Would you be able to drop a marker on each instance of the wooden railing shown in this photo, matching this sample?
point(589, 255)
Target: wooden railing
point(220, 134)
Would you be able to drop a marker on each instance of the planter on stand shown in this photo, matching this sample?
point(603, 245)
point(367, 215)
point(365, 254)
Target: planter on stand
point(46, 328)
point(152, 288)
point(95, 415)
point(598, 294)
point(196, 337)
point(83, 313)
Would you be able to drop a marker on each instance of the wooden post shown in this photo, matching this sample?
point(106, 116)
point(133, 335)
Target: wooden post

◆ ◆ ◆ ◆

Reproduce verbatim everything from the first of the lines above down to the line containing "point(220, 134)", including both of those lines.

Would you be able to drop a marker on each instance of the wooden railing shown in this photo, matching this sample?
point(589, 255)
Target: wooden railing
point(220, 134)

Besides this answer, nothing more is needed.